= REQUIRED WORK =
Reproduce, word for word, the portion of the passage about the Al-Hamdani family's resettlement that runs from "Fortunately, the local" up to and including "as a welder.".

= PASSAGE TO READ =
_ _ _ _ _ _ _

In 1990, when Mohamed Al-Hamdani was eight, he and his family fled Iraq. Al-Hamdani’s father was part of the uprisings against Saddam Hussein, and the country was no longer safe for them. After two years in a Saudi Arabian refugee camp, they were resettled in Dayton, Ohio. It wasn’t easy. As a Muslim family with five children and minimal English, they felt out of place in a predominantly white country. “People were always nice to us,” he says, “but having to explain who you are and what your religion is on a regular basis became tiring.”
Fortunately, the local mosque provided a place of belonging, along with interpreters and transportation. Church World Services helped them find housing and provided cash assistance and job training. The Dayton Public School system offered ESL classes. Within a matter of years, the family was fluent in English and American culture. Al-Hamdani and his siblings excelled at school. And his father made a good living working as a welder.

_ _ _ _ _ _ _

= DATA FOR REVIEW =
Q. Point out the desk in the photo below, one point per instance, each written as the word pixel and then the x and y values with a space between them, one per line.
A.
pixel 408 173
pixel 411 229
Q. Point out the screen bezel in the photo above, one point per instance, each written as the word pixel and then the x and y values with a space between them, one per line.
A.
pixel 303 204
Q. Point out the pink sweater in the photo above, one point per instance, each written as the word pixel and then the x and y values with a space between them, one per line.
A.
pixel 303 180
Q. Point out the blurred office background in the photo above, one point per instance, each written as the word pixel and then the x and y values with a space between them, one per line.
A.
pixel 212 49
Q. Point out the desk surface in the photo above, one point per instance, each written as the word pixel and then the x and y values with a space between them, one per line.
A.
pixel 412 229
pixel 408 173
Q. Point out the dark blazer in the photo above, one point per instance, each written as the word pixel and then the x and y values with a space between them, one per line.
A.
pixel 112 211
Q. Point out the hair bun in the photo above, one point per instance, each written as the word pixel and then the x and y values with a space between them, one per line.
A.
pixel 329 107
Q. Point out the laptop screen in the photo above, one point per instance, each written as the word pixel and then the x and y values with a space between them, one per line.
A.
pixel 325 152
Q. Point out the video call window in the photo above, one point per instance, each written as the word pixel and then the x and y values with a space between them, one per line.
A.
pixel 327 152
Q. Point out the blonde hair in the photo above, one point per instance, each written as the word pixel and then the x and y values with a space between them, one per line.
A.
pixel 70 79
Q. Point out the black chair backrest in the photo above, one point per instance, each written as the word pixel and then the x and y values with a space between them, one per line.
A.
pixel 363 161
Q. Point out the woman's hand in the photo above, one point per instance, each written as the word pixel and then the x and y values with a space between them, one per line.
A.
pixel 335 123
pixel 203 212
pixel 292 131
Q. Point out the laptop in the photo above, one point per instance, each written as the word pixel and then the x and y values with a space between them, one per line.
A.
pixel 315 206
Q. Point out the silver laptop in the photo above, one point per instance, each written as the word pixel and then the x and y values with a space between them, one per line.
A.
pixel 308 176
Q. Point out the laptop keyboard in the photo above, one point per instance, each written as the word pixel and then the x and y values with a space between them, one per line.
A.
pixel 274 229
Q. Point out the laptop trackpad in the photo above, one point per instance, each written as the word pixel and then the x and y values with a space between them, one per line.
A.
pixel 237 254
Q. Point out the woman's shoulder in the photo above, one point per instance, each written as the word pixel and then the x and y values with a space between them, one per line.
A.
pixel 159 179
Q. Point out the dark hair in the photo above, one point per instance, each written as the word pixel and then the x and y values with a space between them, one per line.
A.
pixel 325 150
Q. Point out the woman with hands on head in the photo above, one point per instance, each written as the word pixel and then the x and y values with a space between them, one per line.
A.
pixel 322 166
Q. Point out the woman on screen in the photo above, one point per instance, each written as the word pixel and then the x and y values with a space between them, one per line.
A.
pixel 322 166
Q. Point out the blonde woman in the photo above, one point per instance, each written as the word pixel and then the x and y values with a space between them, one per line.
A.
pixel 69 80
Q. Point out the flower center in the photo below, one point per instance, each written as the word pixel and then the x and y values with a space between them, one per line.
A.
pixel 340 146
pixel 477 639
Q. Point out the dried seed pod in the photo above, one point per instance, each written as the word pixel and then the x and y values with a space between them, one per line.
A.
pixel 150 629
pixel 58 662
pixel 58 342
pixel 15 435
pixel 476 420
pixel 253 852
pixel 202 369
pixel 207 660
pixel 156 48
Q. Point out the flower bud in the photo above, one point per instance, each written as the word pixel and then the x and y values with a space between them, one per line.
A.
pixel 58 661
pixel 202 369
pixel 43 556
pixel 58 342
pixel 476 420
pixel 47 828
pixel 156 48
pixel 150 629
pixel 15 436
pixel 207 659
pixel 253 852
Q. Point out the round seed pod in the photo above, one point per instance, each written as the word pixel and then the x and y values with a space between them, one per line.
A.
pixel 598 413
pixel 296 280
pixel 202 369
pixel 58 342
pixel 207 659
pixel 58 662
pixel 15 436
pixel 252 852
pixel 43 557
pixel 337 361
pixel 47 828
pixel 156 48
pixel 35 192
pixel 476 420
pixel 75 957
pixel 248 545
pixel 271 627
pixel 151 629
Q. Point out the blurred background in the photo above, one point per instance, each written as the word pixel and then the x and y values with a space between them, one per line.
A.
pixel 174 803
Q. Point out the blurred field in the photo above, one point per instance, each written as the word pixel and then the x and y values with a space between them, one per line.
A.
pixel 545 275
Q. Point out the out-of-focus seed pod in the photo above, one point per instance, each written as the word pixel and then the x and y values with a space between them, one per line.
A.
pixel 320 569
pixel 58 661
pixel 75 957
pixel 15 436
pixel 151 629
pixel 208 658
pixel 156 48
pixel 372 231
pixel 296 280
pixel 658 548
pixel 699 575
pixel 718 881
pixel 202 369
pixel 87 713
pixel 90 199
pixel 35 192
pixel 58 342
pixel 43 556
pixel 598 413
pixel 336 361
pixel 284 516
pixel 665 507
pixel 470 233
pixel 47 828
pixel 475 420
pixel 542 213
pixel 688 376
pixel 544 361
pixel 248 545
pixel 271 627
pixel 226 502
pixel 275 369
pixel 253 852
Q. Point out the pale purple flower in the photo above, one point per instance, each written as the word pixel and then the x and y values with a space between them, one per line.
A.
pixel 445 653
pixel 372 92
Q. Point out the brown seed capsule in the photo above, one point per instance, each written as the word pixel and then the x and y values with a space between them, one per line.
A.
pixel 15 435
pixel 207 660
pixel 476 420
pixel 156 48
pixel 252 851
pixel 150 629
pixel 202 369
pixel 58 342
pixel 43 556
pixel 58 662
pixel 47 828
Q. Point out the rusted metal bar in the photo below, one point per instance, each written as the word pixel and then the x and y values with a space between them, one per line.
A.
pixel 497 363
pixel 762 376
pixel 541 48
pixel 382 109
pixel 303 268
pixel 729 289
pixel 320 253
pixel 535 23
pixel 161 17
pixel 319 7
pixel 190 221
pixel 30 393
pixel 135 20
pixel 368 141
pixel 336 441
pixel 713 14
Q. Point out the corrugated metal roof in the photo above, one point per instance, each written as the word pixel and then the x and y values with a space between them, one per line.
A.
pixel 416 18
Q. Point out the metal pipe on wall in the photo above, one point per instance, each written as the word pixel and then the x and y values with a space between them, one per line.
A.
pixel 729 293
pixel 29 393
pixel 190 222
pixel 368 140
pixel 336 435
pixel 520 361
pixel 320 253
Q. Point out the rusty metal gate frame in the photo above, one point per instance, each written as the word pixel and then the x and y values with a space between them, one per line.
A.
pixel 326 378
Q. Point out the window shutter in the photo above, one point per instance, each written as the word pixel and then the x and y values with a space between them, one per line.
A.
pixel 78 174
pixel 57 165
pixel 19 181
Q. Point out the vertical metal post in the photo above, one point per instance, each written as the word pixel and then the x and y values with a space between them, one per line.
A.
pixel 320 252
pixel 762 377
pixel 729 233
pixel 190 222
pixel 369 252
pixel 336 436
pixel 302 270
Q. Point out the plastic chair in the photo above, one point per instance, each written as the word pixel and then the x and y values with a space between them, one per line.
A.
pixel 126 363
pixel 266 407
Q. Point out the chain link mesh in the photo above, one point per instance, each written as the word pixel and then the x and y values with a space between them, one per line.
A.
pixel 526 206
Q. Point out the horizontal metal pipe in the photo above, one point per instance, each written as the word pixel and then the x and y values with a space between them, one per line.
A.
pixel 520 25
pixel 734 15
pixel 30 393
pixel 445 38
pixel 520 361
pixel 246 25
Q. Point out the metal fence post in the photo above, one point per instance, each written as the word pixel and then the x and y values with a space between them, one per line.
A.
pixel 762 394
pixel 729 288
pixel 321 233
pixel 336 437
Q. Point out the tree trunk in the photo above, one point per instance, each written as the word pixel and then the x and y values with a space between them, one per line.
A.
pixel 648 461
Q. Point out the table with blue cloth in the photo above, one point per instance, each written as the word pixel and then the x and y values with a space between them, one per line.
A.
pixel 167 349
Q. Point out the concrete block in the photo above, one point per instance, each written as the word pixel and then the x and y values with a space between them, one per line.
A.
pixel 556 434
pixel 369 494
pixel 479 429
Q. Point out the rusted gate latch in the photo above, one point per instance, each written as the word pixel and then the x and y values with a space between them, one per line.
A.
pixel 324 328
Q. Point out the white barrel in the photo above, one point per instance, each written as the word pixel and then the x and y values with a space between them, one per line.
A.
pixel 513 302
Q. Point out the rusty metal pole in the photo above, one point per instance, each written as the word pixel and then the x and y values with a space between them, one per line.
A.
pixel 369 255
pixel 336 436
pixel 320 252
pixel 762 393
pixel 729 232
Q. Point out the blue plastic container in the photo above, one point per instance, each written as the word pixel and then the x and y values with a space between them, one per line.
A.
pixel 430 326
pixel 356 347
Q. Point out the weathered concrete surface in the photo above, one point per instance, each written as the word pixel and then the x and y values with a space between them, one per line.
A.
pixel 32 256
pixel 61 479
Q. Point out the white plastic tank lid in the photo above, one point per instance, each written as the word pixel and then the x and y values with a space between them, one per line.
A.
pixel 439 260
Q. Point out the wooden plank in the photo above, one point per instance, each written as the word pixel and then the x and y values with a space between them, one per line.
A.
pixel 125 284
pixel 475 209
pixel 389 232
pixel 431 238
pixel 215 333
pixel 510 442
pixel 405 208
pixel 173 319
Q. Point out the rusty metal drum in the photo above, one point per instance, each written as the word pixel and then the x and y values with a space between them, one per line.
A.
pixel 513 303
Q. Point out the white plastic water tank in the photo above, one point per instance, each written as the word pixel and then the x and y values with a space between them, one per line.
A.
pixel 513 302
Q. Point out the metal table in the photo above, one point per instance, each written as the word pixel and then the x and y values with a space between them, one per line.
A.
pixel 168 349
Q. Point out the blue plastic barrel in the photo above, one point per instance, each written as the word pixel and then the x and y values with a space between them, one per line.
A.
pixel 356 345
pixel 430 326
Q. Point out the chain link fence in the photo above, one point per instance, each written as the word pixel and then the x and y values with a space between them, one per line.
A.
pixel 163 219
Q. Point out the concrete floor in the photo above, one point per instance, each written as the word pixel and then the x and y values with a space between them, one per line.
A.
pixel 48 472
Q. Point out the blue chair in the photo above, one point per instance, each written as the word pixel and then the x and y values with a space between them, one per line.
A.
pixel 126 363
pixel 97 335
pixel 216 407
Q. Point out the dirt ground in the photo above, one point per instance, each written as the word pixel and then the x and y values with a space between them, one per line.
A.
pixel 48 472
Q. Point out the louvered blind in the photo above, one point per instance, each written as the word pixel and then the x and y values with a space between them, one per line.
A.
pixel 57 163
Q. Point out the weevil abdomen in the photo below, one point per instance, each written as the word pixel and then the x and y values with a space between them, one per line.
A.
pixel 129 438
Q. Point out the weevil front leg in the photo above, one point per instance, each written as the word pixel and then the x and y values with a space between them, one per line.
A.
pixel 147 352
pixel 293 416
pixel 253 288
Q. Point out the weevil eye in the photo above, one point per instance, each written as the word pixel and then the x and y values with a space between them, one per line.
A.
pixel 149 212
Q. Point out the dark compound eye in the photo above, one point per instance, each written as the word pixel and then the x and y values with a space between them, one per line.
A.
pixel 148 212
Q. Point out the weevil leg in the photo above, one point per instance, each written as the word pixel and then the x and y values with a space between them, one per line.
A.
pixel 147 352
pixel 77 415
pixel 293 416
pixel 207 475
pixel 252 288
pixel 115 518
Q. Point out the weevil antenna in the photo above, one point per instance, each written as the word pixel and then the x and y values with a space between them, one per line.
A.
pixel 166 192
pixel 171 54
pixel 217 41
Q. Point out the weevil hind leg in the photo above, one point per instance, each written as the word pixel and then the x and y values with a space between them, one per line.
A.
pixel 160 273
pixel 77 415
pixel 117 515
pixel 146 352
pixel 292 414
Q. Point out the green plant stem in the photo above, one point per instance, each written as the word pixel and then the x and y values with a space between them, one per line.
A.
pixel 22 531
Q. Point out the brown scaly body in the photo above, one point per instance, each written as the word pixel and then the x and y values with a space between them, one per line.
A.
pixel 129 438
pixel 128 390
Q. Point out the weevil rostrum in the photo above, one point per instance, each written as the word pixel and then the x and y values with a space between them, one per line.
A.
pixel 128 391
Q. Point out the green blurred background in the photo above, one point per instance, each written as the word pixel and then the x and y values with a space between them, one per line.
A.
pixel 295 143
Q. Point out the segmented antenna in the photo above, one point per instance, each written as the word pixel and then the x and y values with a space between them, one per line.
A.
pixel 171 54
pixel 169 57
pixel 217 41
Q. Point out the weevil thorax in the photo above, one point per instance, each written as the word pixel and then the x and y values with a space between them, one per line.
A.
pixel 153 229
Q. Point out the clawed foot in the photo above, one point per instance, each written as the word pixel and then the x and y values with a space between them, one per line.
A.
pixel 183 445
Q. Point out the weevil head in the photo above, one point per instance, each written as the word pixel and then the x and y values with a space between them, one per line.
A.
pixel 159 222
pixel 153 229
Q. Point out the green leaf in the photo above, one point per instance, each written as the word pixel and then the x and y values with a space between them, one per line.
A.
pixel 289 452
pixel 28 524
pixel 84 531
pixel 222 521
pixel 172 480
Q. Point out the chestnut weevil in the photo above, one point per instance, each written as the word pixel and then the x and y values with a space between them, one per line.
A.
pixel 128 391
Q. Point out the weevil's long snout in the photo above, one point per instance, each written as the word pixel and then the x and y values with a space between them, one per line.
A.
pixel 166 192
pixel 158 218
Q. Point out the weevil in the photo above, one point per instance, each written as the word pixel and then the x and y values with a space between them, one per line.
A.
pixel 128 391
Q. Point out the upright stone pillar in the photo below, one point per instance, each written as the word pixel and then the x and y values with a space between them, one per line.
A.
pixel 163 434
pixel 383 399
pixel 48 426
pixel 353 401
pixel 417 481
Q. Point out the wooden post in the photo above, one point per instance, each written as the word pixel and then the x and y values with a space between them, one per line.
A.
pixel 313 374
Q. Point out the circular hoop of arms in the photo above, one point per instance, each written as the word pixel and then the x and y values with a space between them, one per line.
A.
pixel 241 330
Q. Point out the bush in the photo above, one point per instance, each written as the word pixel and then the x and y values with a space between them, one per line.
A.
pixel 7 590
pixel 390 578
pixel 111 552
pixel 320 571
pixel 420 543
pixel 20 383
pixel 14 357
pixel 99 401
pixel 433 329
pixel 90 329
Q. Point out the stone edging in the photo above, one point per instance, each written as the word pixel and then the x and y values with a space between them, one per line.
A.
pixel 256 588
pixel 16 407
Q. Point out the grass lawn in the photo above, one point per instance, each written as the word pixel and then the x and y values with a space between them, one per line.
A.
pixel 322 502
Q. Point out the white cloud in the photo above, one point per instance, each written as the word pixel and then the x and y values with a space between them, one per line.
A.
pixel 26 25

_ _ _ _ _ _ _

= WRITTEN RESPONSE =
Fortunately, the local mosque provided a place of belonging, along with interpreters and transportation. Church World Services helped them find housing and provided cash assistance and job training. The Dayton Public School system offered ESL classes. Within a matter of years, the family was fluent in English and American culture. Al-Hamdani and his siblings excelled at school. And his father made a good living working as a welder.